**Selected passage**
* * * *

Assassin's Creed: Brotherhood Review

Written 1/13/2011
Note: This is for the PS3 version of the game. Screenshot and video courtesy of Google Images and Youtbue respectively, and credit goes to the original capturers.
Assassin's Creed Brotherhood is the direct sequel to 2009's Assassin's Creed II. While Brotherhood does improve upon its predecessor in some areas, it also introduces some rather irritating technical issues that really shouldn't have seen the light of day. Even with those issues though, this is a very worthwhile game that any Assassin's Creed fan must experience. Be warned though, if you haven't played Assassin's Creed II, you will be completely and utterly lost in Brotherhood. So make sure to finish that first!

* * * *

**Material**

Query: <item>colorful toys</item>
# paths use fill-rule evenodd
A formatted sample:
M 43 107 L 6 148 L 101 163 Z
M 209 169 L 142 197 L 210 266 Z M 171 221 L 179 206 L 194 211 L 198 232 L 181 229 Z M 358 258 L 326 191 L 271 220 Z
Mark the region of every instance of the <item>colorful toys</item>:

* * * *

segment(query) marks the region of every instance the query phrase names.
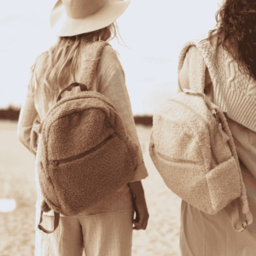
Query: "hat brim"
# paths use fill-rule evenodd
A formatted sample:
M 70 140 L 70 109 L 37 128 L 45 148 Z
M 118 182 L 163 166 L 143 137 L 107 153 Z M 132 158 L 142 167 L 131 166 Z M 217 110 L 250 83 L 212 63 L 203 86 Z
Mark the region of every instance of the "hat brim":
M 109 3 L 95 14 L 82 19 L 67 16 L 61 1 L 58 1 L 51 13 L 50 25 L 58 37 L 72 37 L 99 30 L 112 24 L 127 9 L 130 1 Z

* * * *

**Required work**
Edit the stretch of the Brotherhood review from "Assassin's Creed: Brotherhood" through "finish that first!" so that "PS3" becomes "Xbox 360".

**Answer to this exercise**
Assassin's Creed: Brotherhood Review

Written 1/13/2011
Note: This is for the Xbox 360 version of the game. Screenshot and video courtesy of Google Images and Youtbue respectively, and credit goes to the original capturers.
Assassin's Creed Brotherhood is the direct sequel to 2009's Assassin's Creed II. While Brotherhood does improve upon its predecessor in some areas, it also introduces some rather irritating technical issues that really shouldn't have seen the light of day. Even with those issues though, this is a very worthwhile game that any Assassin's Creed fan must experience. Be warned though, if you haven't played Assassin's Creed II, you will be completely and utterly lost in Brotherhood. So make sure to finish that first!